Entries from a pointing dataset:
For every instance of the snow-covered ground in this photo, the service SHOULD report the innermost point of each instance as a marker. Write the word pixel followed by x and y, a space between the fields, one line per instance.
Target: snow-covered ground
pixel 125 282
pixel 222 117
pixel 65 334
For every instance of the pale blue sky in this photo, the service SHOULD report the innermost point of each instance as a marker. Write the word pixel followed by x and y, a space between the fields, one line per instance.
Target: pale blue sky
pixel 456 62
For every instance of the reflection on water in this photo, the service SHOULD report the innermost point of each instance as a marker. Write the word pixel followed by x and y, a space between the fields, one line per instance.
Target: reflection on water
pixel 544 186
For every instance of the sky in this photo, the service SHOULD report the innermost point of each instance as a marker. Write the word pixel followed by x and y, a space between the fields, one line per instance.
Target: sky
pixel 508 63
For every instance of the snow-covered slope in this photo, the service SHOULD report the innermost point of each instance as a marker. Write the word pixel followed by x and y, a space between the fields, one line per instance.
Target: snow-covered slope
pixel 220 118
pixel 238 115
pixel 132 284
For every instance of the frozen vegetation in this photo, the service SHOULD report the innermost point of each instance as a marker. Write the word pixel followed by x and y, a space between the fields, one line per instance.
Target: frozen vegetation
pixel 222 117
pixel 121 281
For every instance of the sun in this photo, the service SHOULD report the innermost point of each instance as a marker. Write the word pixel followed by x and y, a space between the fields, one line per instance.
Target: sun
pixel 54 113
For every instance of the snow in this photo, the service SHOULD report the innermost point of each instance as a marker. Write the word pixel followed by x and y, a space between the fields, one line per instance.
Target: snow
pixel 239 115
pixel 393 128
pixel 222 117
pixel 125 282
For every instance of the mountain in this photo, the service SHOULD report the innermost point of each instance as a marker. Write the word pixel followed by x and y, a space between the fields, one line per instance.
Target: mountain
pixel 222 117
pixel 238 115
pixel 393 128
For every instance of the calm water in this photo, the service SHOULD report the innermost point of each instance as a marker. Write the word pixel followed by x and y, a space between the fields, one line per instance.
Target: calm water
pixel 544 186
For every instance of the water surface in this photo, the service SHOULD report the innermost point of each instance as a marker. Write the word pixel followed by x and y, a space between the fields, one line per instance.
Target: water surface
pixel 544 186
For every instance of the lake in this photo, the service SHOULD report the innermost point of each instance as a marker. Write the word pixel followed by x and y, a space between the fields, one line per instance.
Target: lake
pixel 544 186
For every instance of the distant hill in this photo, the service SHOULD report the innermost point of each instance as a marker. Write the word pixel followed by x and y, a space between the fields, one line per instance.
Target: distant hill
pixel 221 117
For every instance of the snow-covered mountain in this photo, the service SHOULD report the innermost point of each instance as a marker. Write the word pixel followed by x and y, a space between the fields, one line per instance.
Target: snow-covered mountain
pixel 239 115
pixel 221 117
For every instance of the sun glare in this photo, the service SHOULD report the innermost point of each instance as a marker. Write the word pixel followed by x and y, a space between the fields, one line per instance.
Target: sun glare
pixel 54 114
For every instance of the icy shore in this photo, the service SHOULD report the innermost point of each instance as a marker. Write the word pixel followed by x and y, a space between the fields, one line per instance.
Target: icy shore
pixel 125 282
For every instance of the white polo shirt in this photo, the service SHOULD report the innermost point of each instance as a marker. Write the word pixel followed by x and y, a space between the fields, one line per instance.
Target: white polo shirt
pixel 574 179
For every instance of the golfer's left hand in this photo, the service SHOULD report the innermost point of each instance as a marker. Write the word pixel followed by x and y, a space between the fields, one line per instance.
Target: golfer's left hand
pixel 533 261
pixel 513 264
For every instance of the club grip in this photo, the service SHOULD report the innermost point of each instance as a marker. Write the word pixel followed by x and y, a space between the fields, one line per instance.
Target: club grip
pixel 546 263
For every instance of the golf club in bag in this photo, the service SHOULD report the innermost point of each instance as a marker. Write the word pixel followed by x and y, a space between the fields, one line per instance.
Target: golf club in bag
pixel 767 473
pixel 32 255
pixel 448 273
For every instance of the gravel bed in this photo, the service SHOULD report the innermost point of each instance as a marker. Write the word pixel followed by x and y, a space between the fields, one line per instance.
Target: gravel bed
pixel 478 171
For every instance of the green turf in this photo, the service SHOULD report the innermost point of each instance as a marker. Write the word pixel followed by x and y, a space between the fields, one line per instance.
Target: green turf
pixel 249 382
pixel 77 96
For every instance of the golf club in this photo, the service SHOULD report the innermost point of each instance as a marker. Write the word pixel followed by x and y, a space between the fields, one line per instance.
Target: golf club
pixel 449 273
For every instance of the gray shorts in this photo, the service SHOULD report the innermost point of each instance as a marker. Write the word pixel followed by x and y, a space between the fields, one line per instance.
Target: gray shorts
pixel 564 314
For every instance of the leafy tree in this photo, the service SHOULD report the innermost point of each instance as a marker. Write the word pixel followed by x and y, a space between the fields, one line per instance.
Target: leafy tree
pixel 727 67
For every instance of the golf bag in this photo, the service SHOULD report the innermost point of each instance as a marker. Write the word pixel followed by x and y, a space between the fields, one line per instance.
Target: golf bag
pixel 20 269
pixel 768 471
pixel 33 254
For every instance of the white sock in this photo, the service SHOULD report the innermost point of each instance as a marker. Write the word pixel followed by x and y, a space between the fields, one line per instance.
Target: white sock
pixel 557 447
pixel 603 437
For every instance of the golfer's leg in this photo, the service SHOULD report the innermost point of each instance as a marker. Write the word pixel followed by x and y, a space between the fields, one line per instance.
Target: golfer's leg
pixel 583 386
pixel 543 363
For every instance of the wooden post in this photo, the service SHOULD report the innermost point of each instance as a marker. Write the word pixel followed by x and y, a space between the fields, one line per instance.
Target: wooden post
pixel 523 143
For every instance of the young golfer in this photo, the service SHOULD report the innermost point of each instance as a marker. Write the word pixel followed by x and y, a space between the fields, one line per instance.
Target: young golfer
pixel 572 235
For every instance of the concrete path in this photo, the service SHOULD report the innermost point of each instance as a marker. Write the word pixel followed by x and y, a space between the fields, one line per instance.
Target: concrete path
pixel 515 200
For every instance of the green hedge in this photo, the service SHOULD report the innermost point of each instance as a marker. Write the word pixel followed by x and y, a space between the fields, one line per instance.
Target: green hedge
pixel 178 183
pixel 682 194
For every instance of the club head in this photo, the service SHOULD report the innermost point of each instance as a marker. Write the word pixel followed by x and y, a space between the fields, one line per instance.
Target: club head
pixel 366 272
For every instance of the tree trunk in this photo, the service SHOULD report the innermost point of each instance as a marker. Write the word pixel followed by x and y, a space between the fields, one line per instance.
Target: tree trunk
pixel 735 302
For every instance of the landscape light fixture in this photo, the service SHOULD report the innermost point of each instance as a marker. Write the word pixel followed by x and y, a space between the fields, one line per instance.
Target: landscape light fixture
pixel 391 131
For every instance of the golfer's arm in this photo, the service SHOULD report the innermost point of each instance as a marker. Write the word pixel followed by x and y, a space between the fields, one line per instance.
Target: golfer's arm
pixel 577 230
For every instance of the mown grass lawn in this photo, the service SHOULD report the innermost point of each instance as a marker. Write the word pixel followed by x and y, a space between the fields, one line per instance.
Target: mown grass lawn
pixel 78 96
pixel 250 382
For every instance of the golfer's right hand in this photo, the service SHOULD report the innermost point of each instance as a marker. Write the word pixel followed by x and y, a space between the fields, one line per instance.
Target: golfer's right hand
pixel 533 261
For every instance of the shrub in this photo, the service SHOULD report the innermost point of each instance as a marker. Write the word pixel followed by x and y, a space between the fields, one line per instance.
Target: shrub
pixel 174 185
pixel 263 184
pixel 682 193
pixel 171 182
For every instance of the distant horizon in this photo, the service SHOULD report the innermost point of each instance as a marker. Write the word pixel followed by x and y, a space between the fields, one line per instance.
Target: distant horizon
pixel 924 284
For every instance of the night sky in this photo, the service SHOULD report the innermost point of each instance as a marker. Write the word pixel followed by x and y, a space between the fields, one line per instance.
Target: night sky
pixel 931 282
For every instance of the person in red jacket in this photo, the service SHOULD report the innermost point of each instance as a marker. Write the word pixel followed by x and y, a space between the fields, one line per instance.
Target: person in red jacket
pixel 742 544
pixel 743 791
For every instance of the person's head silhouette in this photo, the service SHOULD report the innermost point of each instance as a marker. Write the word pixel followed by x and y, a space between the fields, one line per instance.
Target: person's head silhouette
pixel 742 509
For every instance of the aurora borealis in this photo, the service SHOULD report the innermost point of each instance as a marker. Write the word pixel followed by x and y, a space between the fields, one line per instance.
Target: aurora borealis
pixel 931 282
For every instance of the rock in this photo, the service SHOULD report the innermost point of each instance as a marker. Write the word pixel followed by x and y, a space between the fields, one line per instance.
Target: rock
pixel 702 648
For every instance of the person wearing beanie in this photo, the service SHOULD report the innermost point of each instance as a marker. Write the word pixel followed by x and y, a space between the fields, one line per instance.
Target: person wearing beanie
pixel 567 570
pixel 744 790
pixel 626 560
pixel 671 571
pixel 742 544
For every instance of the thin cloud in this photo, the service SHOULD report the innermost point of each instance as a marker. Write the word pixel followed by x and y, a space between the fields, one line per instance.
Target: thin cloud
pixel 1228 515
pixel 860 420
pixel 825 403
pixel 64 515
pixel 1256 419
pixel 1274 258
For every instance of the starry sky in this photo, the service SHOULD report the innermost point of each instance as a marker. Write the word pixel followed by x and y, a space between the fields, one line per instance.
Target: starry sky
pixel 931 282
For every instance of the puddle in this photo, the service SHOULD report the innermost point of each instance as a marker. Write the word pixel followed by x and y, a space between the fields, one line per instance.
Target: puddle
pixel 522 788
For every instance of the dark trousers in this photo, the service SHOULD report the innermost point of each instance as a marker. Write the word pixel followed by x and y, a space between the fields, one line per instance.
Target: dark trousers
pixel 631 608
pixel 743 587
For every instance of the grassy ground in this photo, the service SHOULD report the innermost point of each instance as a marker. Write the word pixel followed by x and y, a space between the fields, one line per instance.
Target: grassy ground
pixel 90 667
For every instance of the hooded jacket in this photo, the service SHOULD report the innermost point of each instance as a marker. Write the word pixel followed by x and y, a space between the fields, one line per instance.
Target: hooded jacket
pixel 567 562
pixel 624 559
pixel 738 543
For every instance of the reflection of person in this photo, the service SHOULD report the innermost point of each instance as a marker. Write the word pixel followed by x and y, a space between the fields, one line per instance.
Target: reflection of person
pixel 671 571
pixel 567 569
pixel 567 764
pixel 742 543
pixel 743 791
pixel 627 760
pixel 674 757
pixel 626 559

Aim of the exercise: Your task is to transcribe the line containing "For every instance of the puddle" and every line after it, through the last line of the data, exactly as written and with nothing more.

The reply:
For every instance of the puddle in this photo, the service SHOULD report the innermost point of each instance as a marker. Write the word pixel followed by x and y, a space between the fields, one line per instance.
Target: puddle
pixel 522 788
For every instance of the dark trousers in this photo, the service SHOULD report the innermost point of each instance as a marker. Write the word pixel followed by x and y, a space between the fields, one line per instance.
Target: dark trousers
pixel 631 608
pixel 743 587
For every instance of the grassy ground in this photo, the service SHOULD report the innermost point of each instance as a marker. Write the word pixel followed by x and y, a space between the fields, one line per instance.
Target: grassy ground
pixel 90 667
For every instance of the hooded jacket in this photo, the service SHOULD report the innermost point of each instance as a marker. Write the word pixel followed by x and y, a space between the fields, one line per instance.
Target: hooded jacket
pixel 567 562
pixel 624 559
pixel 738 543
For every instance of the reflection of person in this photo, the service SHOULD report the innermost point of each instance as a marker. Write the word pixel followed by x and y, a space between the fields, one line per instance.
Target: reflection of person
pixel 671 571
pixel 567 569
pixel 567 764
pixel 742 543
pixel 743 791
pixel 627 760
pixel 674 757
pixel 626 559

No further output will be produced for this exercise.